• _Exercise instructions_
• a. Answer these questions using the passage about IBM's stock decline:
(i) At what price did IBM shares close?
(ii) What is the name of the framework Anthropic released?
(iii) What share of U.S. ATM transactions does COBOL reportedly power?
• b. Reproduce the passage about IBM's stock decline between "IBM stock plunged" and "at $223.35, plunging $33.81.", inclusive.
• c. List every dollar amount that appears in the passage about IBM's stock decline.

• _Document passage_
=-=-=

IBM stock plunged 13.2% in a single session, its steepest one-day decline since 2000, after AI startup Anthropic unveiled upgrades to its coding agent, Claude Code. Shares closed at $223.35, plunging $33.81.
The selloff wiped out roughly near $40 billion in market value, marking one of the largest single-day losses in IBM’s recent history and sending shockwaves through the broader software and IT services sector.
AI Disruption Hits Legacy Tech
The catalyst was Anthropic’s newly released “Code Modernization Playbook,” a framework showcasing how Claude Code can autonomously analyze and refactor legacy enterprise systems, particularly those built in COBOL.
COBOL, developed in the 1950s, still underpins a vast share of global banking infrastructure and reportedly powers about 95% of U.S. ATM transactions. For decades, modernizing COBOL-based systems has been a lucrative business for large IT consultancies and enterprise vendors like IBM.

=-=-=

• _Supplied information_
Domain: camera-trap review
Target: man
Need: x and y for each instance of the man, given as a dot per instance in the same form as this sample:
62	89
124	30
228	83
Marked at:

=-=-=

• _Replies_
• a.
(i) $223.35
(ii) The "Code Modernization Playbook"
(iii) About 95%

• b.
IBM stock plunged 13.2% in a single session, its steepest one-day decline since 2000, after AI startup Anthropic unveiled upgrades to its coding agent, Claude Code. Shares closed at $223.35, plunging $33.81.

• c.
- $223.35
- $33.81
- $40 billion